[Exercise directions] Please copy each line from the entries that contains the string "tight".

[Input material]
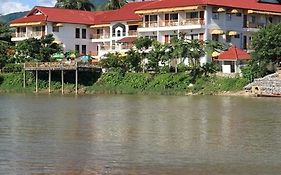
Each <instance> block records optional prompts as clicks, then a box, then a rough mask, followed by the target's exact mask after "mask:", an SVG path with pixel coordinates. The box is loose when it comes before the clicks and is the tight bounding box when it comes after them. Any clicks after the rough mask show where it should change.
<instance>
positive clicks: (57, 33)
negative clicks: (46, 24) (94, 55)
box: [47, 22, 96, 54]
mask: <svg viewBox="0 0 281 175" xmlns="http://www.w3.org/2000/svg"><path fill="white" fill-rule="evenodd" d="M52 26H53V23H51V22H48V24H47V34H53V35H54V37H55V39H56V41H60V42H61V43H62V46H63V48H64V51H74V50H75V45H79V46H80V52H81V51H82V45H86V47H87V54H90V52H94V51H96V47H95V45H94V44H93V43H92V42H91V39H90V38H91V36H90V35H91V30H90V28H89V27H88V26H87V25H80V24H65V23H64V24H63V26H62V27H59V32H53V29H52ZM76 28H80V38H75V30H76ZM82 29H86V31H87V35H86V39H82Z"/></svg>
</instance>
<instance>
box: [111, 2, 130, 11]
mask: <svg viewBox="0 0 281 175" xmlns="http://www.w3.org/2000/svg"><path fill="white" fill-rule="evenodd" d="M126 3H127V1H126V0H108V2H107V4H106V9H107V10H115V9H120V8H121V7H122V6H123V5H125V4H126Z"/></svg>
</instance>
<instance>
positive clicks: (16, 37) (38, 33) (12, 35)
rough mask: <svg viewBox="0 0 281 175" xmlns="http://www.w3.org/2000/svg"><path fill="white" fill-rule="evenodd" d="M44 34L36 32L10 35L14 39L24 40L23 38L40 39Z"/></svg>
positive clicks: (18, 33)
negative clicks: (16, 38) (26, 37)
mask: <svg viewBox="0 0 281 175" xmlns="http://www.w3.org/2000/svg"><path fill="white" fill-rule="evenodd" d="M44 35H45V32H44V31H36V32H29V33H26V32H20V33H14V34H13V35H12V37H16V38H24V37H30V38H31V37H41V36H44Z"/></svg>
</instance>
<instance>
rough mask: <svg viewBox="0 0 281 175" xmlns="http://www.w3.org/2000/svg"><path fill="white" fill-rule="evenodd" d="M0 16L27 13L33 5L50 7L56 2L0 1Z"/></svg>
mask: <svg viewBox="0 0 281 175" xmlns="http://www.w3.org/2000/svg"><path fill="white" fill-rule="evenodd" d="M0 1H1V5H0V14H8V13H13V12H20V11H27V10H30V9H32V8H33V6H34V5H40V6H49V7H52V6H54V5H55V3H56V2H57V1H56V0H35V1H34V0H0Z"/></svg>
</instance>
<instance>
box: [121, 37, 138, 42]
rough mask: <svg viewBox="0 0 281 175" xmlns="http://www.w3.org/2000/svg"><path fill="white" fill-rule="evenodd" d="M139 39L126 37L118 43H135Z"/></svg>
mask: <svg viewBox="0 0 281 175" xmlns="http://www.w3.org/2000/svg"><path fill="white" fill-rule="evenodd" d="M136 39H137V37H125V38H122V39H120V40H119V41H117V42H118V43H133V42H135V41H136Z"/></svg>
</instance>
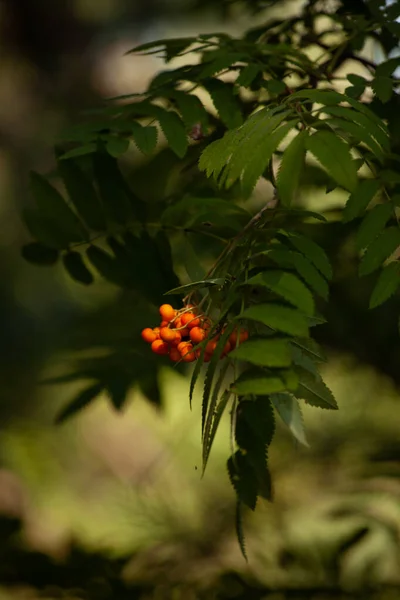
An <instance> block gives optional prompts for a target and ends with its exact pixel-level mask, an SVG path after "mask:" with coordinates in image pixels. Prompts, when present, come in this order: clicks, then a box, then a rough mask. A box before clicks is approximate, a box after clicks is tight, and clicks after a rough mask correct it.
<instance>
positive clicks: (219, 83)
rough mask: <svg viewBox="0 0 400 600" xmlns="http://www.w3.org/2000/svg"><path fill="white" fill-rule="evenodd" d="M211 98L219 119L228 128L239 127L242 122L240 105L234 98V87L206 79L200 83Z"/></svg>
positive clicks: (236, 98) (219, 82) (218, 82)
mask: <svg viewBox="0 0 400 600" xmlns="http://www.w3.org/2000/svg"><path fill="white" fill-rule="evenodd" d="M202 85H203V87H204V88H205V89H206V90H207V92H208V93H209V94H210V96H211V100H212V101H213V104H214V106H215V108H216V110H217V112H218V114H219V116H220V118H221V121H222V122H223V123H224V124H225V125H226V126H227V127H228V128H229V129H233V128H234V127H239V126H240V125H241V124H242V122H243V117H242V113H241V110H240V104H239V103H238V101H237V98H236V96H235V89H234V86H233V85H232V84H230V83H224V82H223V81H220V80H219V79H208V80H205V81H203V82H202Z"/></svg>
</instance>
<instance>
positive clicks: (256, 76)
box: [235, 63, 262, 88]
mask: <svg viewBox="0 0 400 600" xmlns="http://www.w3.org/2000/svg"><path fill="white" fill-rule="evenodd" d="M261 71H262V67H261V65H256V64H254V63H250V64H248V65H246V66H245V67H242V69H240V73H239V75H238V77H237V78H236V80H235V85H240V86H242V87H246V88H247V87H250V85H251V84H252V83H253V81H254V80H255V78H256V77H257V75H258V74H259V73H260V72H261Z"/></svg>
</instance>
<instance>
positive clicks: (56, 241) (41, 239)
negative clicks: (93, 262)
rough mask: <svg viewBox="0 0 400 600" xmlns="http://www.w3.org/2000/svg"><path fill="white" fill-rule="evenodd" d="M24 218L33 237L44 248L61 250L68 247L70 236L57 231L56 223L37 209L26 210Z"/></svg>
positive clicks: (60, 230)
mask: <svg viewBox="0 0 400 600" xmlns="http://www.w3.org/2000/svg"><path fill="white" fill-rule="evenodd" d="M22 218H23V221H24V223H25V225H26V227H27V228H28V231H29V233H30V234H31V235H32V237H33V238H35V239H36V240H38V241H39V242H41V243H42V244H43V245H44V246H48V247H50V248H57V249H59V250H61V249H63V248H66V247H68V245H69V241H68V240H69V236H66V235H65V234H64V232H63V231H61V230H59V229H57V227H55V226H54V223H53V222H52V221H50V220H49V219H48V218H46V217H45V216H43V215H42V214H41V213H40V212H39V211H38V210H37V209H35V208H24V209H23V211H22Z"/></svg>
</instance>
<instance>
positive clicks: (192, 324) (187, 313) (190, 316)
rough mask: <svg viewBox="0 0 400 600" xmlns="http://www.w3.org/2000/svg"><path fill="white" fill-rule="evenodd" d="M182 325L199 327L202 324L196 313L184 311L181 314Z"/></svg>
mask: <svg viewBox="0 0 400 600" xmlns="http://www.w3.org/2000/svg"><path fill="white" fill-rule="evenodd" d="M181 321H182V325H187V326H188V328H189V329H192V327H198V326H199V325H200V319H199V318H198V317H196V315H195V314H194V313H191V312H189V313H184V314H183V315H182V316H181Z"/></svg>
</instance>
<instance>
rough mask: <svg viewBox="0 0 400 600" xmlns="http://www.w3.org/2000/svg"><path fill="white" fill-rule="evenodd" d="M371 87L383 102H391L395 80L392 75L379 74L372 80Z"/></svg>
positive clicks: (378, 96)
mask: <svg viewBox="0 0 400 600" xmlns="http://www.w3.org/2000/svg"><path fill="white" fill-rule="evenodd" d="M371 87H372V89H373V90H374V92H375V94H376V96H377V97H378V98H379V100H380V101H381V102H383V103H386V102H389V100H390V98H391V97H392V95H393V80H392V79H391V78H390V77H385V76H384V75H378V76H377V77H375V79H374V80H373V81H372V84H371Z"/></svg>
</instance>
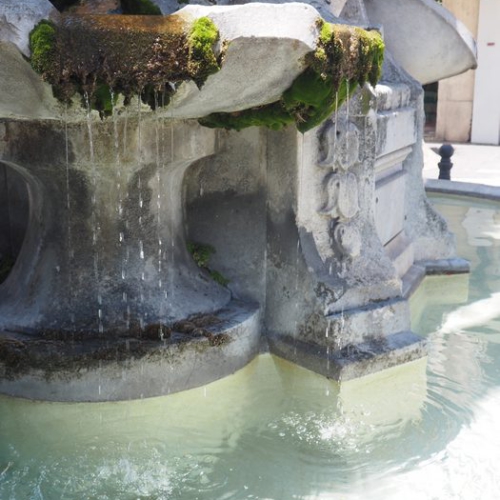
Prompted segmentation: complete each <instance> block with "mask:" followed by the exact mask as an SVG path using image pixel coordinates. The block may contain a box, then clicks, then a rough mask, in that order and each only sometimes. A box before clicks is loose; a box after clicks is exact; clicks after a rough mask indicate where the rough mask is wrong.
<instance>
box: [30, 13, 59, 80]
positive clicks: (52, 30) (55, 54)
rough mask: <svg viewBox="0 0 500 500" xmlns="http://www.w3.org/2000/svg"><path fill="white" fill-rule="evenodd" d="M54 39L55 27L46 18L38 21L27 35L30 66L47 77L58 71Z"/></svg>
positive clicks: (55, 30)
mask: <svg viewBox="0 0 500 500" xmlns="http://www.w3.org/2000/svg"><path fill="white" fill-rule="evenodd" d="M56 41H57V31H56V27H55V25H54V24H53V23H52V22H50V21H46V20H42V21H40V22H39V23H38V24H37V25H36V26H35V27H34V28H33V30H32V31H31V33H30V35H29V46H30V51H31V66H32V67H33V69H34V70H35V71H36V72H38V73H41V74H42V75H45V77H46V78H47V79H49V78H51V77H52V75H53V74H54V73H55V72H57V71H58V65H57V60H56Z"/></svg>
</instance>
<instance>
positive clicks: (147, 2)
mask: <svg viewBox="0 0 500 500" xmlns="http://www.w3.org/2000/svg"><path fill="white" fill-rule="evenodd" d="M120 3H121V7H122V12H123V13H124V14H128V15H140V16H161V15H162V14H161V9H160V8H159V7H158V6H157V5H155V4H154V3H153V2H151V0H121V2H120Z"/></svg>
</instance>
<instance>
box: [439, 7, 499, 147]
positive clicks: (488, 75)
mask: <svg viewBox="0 0 500 500" xmlns="http://www.w3.org/2000/svg"><path fill="white" fill-rule="evenodd" d="M442 3H443V5H444V6H445V7H446V8H447V9H448V10H449V11H450V12H452V14H453V15H454V16H455V17H456V18H457V19H459V20H460V21H462V22H463V23H464V24H465V26H466V27H467V28H468V29H469V31H470V32H471V33H472V35H473V36H474V38H475V39H476V40H477V51H478V68H477V69H476V70H469V71H467V72H466V73H463V74H461V75H458V76H454V77H452V78H447V79H444V80H441V81H440V82H439V90H438V104H437V120H436V131H435V138H436V139H437V140H442V141H450V142H469V141H470V142H473V143H476V144H500V92H499V91H498V80H499V78H500V31H499V30H498V21H499V20H500V2H499V1H498V0H443V2H442Z"/></svg>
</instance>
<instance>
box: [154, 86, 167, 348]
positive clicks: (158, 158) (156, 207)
mask: <svg viewBox="0 0 500 500" xmlns="http://www.w3.org/2000/svg"><path fill="white" fill-rule="evenodd" d="M163 96H164V94H162V98H163V99H164V97H163ZM154 97H155V147H156V184H157V190H158V192H157V194H156V233H157V238H158V248H157V252H158V299H159V300H158V302H159V323H160V325H162V324H165V323H166V321H165V307H164V300H163V299H164V297H163V285H164V284H163V280H162V272H163V269H162V253H163V248H162V246H163V241H162V237H161V234H162V233H161V224H162V220H161V209H162V201H163V200H162V191H163V189H162V185H161V173H162V171H163V170H164V168H165V164H164V162H163V161H162V159H163V158H164V155H162V154H161V151H160V146H161V145H162V141H161V138H163V133H162V134H160V129H161V132H163V121H160V117H159V115H158V108H159V102H158V92H157V91H155V94H154ZM162 104H163V103H162ZM160 136H161V137H160ZM158 334H159V336H160V339H161V340H163V335H164V333H163V330H162V327H161V326H160V329H159V331H158Z"/></svg>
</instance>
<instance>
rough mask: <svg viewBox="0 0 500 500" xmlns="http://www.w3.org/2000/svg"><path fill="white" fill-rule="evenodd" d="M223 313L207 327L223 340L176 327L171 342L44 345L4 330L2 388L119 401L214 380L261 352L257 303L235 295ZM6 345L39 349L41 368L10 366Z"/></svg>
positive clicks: (49, 394)
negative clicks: (216, 338)
mask: <svg viewBox="0 0 500 500" xmlns="http://www.w3.org/2000/svg"><path fill="white" fill-rule="evenodd" d="M217 316H218V318H220V320H221V323H220V324H218V325H215V326H213V327H209V328H207V329H208V330H210V332H211V333H213V334H214V335H223V336H224V337H223V338H224V341H223V342H221V343H220V344H217V343H211V342H210V340H209V339H207V338H205V337H201V336H200V337H194V336H193V337H189V338H187V339H186V336H184V338H182V334H175V332H174V334H173V335H172V338H171V340H169V341H160V340H158V341H151V340H144V341H142V340H138V339H122V340H121V341H120V342H117V341H114V342H113V341H111V342H109V341H106V340H102V341H100V342H98V341H95V340H94V341H92V342H82V341H80V342H77V341H75V342H71V341H65V342H57V341H52V342H45V344H46V345H45V346H44V349H41V348H40V346H41V344H40V340H39V337H38V338H37V337H34V336H33V335H32V336H31V338H30V336H28V335H26V334H24V335H23V334H19V333H9V332H4V333H2V334H1V335H0V348H2V347H3V349H2V356H1V357H2V360H3V361H1V362H0V393H2V394H7V395H10V396H16V397H23V398H29V399H37V400H38V399H39V400H45V401H119V400H128V399H138V398H144V397H153V396H160V395H165V394H170V393H174V392H178V391H183V390H187V389H191V388H194V387H198V386H201V385H205V384H208V383H210V382H213V381H215V380H218V379H220V378H222V377H225V376H227V375H230V374H232V373H234V372H235V371H236V370H239V369H240V368H243V367H244V366H245V365H246V364H247V363H248V362H250V361H251V360H252V359H253V358H254V357H255V356H256V355H257V354H258V352H259V340H260V311H259V309H258V307H257V306H255V305H249V304H244V303H241V302H235V301H233V302H231V303H230V304H229V306H228V307H226V308H224V309H223V310H221V311H219V312H218V313H217ZM220 338H222V337H220ZM30 343H31V344H32V345H31V346H30ZM7 344H11V345H12V344H17V346H18V348H19V349H21V350H24V351H26V352H27V350H29V349H31V350H33V349H36V350H37V351H38V352H37V355H38V362H37V364H36V365H37V366H36V367H33V365H32V364H31V363H30V362H29V363H27V365H26V366H25V367H24V369H22V368H23V367H22V366H20V365H17V366H14V367H13V366H8V365H7V361H6V359H7V357H6V352H5V349H6V347H7ZM120 348H121V349H120ZM118 350H119V351H120V352H118ZM118 354H119V356H118ZM58 359H59V363H57V362H56V361H57V360H58ZM44 361H45V366H43V362H44ZM89 361H91V362H89Z"/></svg>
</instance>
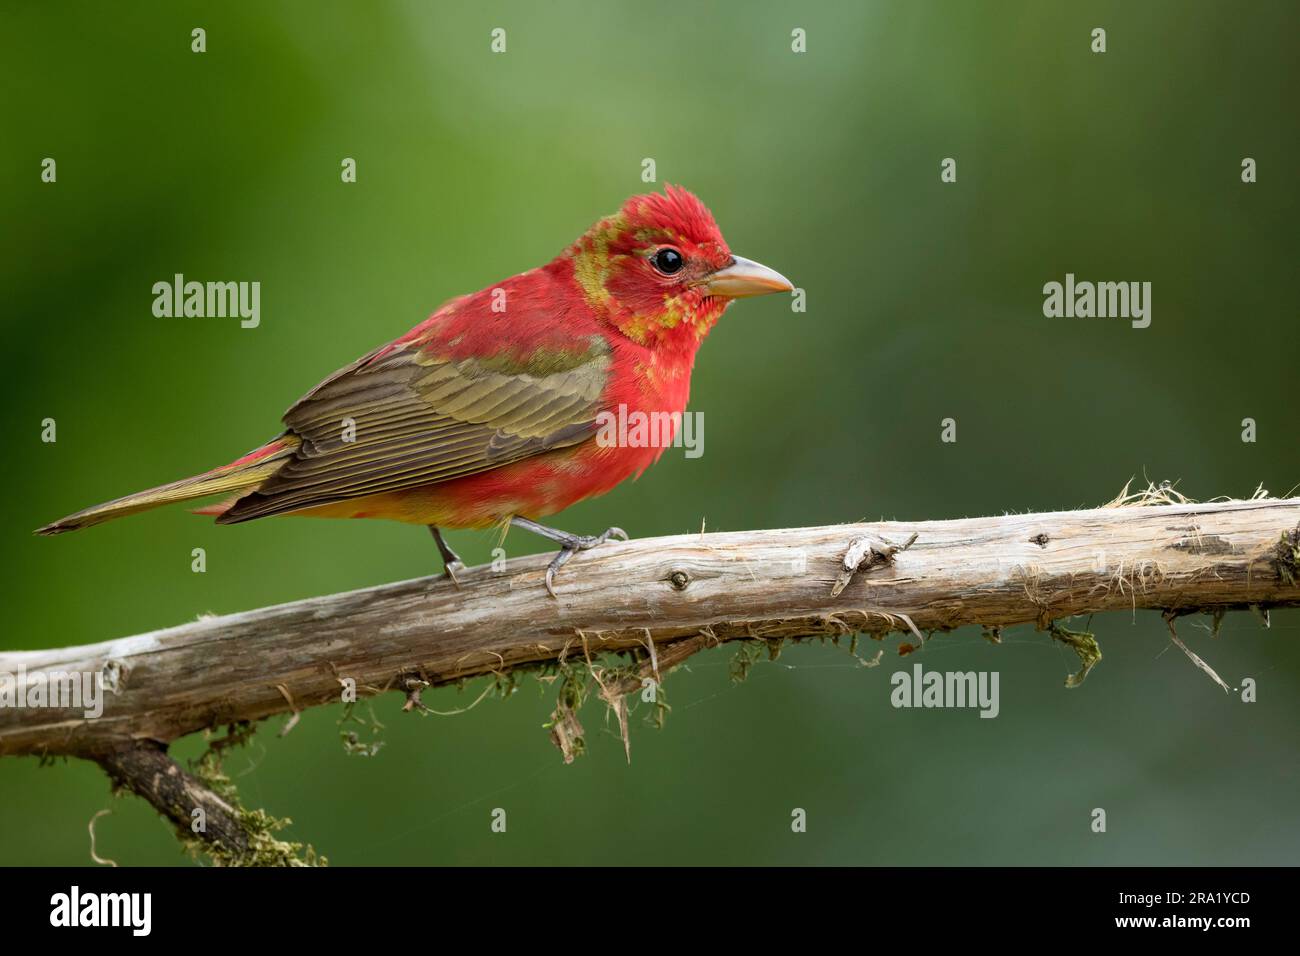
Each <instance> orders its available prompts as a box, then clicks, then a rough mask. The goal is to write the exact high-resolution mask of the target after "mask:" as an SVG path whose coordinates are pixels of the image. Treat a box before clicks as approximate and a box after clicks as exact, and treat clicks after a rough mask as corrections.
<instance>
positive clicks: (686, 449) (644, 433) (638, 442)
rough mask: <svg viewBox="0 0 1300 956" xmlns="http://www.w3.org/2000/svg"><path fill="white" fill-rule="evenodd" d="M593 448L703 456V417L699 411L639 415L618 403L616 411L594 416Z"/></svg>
mask: <svg viewBox="0 0 1300 956" xmlns="http://www.w3.org/2000/svg"><path fill="white" fill-rule="evenodd" d="M595 425H597V431H595V444H597V445H599V446H601V447H603V449H608V447H623V449H666V447H677V449H685V450H686V458H699V457H701V455H702V454H705V416H703V412H698V411H688V412H681V411H649V412H647V411H641V410H640V408H632V410H629V408H628V406H627V405H625V403H621V402H620V403H619V407H617V410H616V411H602V412H599V414H598V415H597V416H595Z"/></svg>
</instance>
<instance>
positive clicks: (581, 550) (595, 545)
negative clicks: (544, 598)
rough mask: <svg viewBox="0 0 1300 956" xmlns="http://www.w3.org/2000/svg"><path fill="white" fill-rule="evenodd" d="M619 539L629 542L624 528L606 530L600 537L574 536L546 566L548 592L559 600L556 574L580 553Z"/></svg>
mask: <svg viewBox="0 0 1300 956" xmlns="http://www.w3.org/2000/svg"><path fill="white" fill-rule="evenodd" d="M611 537H612V538H617V540H619V541H627V540H628V532H625V531H624V529H623V528H606V529H604V531H603V532H601V533H599V535H573V536H572V537H571V538H568V540H565V541H564V542H563V545H562V548H560V549H559V551H556V553H555V557H554V558H551V563H550V564H547V566H546V592H547V593H549V594H550V596H551V597H554V598H555V600H556V601H558V600H559V594H556V593H555V572H556V571H559V570H560V568H562V567H564V564H565V563H567V562H568V559H569V558H572V557H573V555H575V554H577V553H578V551H585V550H588V549H590V548H595V546H598V545H603V544H604V542H606V541H608V540H610V538H611Z"/></svg>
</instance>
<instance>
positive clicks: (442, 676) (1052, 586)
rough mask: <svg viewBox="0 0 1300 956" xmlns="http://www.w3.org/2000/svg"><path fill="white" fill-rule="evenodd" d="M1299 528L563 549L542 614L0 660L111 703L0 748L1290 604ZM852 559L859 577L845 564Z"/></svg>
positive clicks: (415, 600) (303, 628) (1073, 521)
mask: <svg viewBox="0 0 1300 956" xmlns="http://www.w3.org/2000/svg"><path fill="white" fill-rule="evenodd" d="M1297 527H1300V498H1288V499H1268V498H1264V499H1255V501H1223V502H1216V503H1205V505H1193V503H1173V505H1144V506H1132V505H1130V506H1121V507H1104V509H1093V510H1087V511H1058V512H1050V514H1021V515H1004V516H1000V518H972V519H959V520H936V522H880V523H871V524H844V525H833V527H822V528H796V529H787V531H751V532H736V533H710V535H682V536H677V537H663V538H649V540H640V541H630V542H627V544H610V545H604V546H601V548H598V549H594V550H591V551H588V553H584V554H580V555H578V557H576V558H575V559H573V561H572V562H571V563H569V564H568V566H565V568H564V570H563V571H562V572H560V575H559V576H558V579H556V585H558V591H559V600H554V598H551V597H550V596H547V593H546V591H545V588H543V587H542V572H543V568H545V564H546V558H545V557H542V555H536V557H529V558H520V559H515V561H511V562H508V563H507V564H506V566H504V568H503V570H499V571H498V570H493V568H490V567H486V566H485V567H478V568H473V570H469V571H467V572H463V574H460V585H459V587H458V585H456V584H452V583H451V581H447V580H442V579H419V580H411V581H403V583H399V584H389V585H382V587H376V588H365V589H361V591H354V592H348V593H342V594H331V596H328V597H317V598H311V600H305V601H296V602H292V604H286V605H279V606H276V607H264V609H259V610H252V611H244V613H242V614H230V615H225V617H218V618H207V619H200V620H196V622H192V623H187V624H181V626H179V627H172V628H168V630H162V631H155V632H151V633H144V635H138V636H134V637H122V639H118V640H110V641H105V643H103V644H94V645H87V646H77V648H59V649H52V650H31V652H12V653H3V654H0V675H3V674H5V672H8V674H13V675H18V680H19V683H22V682H26V683H29V684H30V683H31V682H32V680H40V679H45V678H48V676H49V675H51V674H57V672H82V674H104V675H107V678H108V683H109V684H110V685H113V687H116V688H117V692H116V693H107V695H105V696H104V697H105V700H104V711H103V715H100V717H99V718H94V719H88V718H86V717H85V715H83V714H82V711H81V710H74V709H59V708H49V706H42V708H31V706H27V708H21V706H19V708H16V706H5V708H0V754H31V753H44V754H79V756H92V757H95V756H103V754H108V753H112V752H116V750H122V749H125V748H129V747H131V745H134V744H136V743H138V741H159V743H164V744H165V743H169V741H172V740H174V739H175V737H179V736H182V735H186V734H190V732H194V731H198V730H201V728H205V727H213V726H218V724H227V723H231V722H238V721H256V719H260V718H265V717H270V715H273V714H278V713H296V711H299V710H302V709H305V708H309V706H315V705H321V704H328V702H335V701H338V700H339V698H341V691H342V688H343V687H344V685H346V684H347V683H348V682H355V685H356V688H357V692H359V693H360V695H361V696H364V695H367V693H377V692H381V691H386V689H407V691H408V692H409V689H411V688H412V687H419V685H421V682H428V683H429V684H432V685H437V684H446V683H450V682H456V680H460V679H463V678H473V676H477V675H484V674H493V672H502V671H507V670H511V669H515V667H520V666H526V665H536V663H541V662H547V661H556V659H562V658H564V657H565V656H568V657H573V656H577V654H593V656H594V654H597V653H601V652H610V650H628V649H633V648H645V649H649V648H651V646H655V648H656V652H658V653H659V654H664V653H666V652H667V650H668V649H669V648H671V645H673V644H675V643H680V641H684V640H690V639H694V640H695V641H697V644H698V643H699V637H701V635H703V636H705V639H706V640H705V643H706V644H714V643H720V641H728V640H736V639H745V637H761V639H768V640H771V639H781V637H798V636H809V635H826V633H849V632H871V633H875V635H883V633H884V632H887V631H900V630H918V631H931V630H946V628H953V627H958V626H961V624H983V626H987V627H1005V626H1009V624H1018V623H1026V622H1031V623H1035V624H1037V626H1039V627H1040V628H1047V627H1049V626H1050V624H1052V622H1054V620H1060V619H1065V618H1069V617H1073V615H1078V614H1086V613H1092V611H1106V610H1119V609H1125V610H1127V609H1140V607H1144V609H1157V610H1162V611H1166V613H1170V614H1183V613H1192V611H1212V613H1213V611H1218V610H1230V609H1244V607H1249V606H1261V607H1270V606H1281V605H1296V604H1300V570H1297V561H1296V558H1297V545H1296V540H1297V531H1296V529H1297ZM913 536H915V541H914V542H913V544H911V545H910V546H907V548H905V549H904V545H906V542H907V541H909V540H911V538H913ZM850 551H852V559H853V563H858V570H857V571H855V572H850V571H846V570H845V567H844V562H845V557H846V554H850ZM859 562H861V563H859ZM832 592H835V593H832ZM676 657H680V654H672V656H669V659H673V658H676Z"/></svg>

[Response to this task]
Each <instance> block records optional prompts as clicks, then a box, then a rough mask, followed by the target's exact mask after "mask:", an SVG path with pixel coordinates. The box is loose when it comes before the clicks and is the tight bounding box when it comes after them. Any clicks after the rough mask show where it should change.
An <instance> block gives optional prompts for a target and ends with its exact pixel-level mask, an SVG path after "mask:" with coordinates in image pixels. Prompts, when present, come in this order: clicks, then a box, then a rough mask. A box before clicks is approximate, a box after clicks is tight, and clicks after a rough mask correct it.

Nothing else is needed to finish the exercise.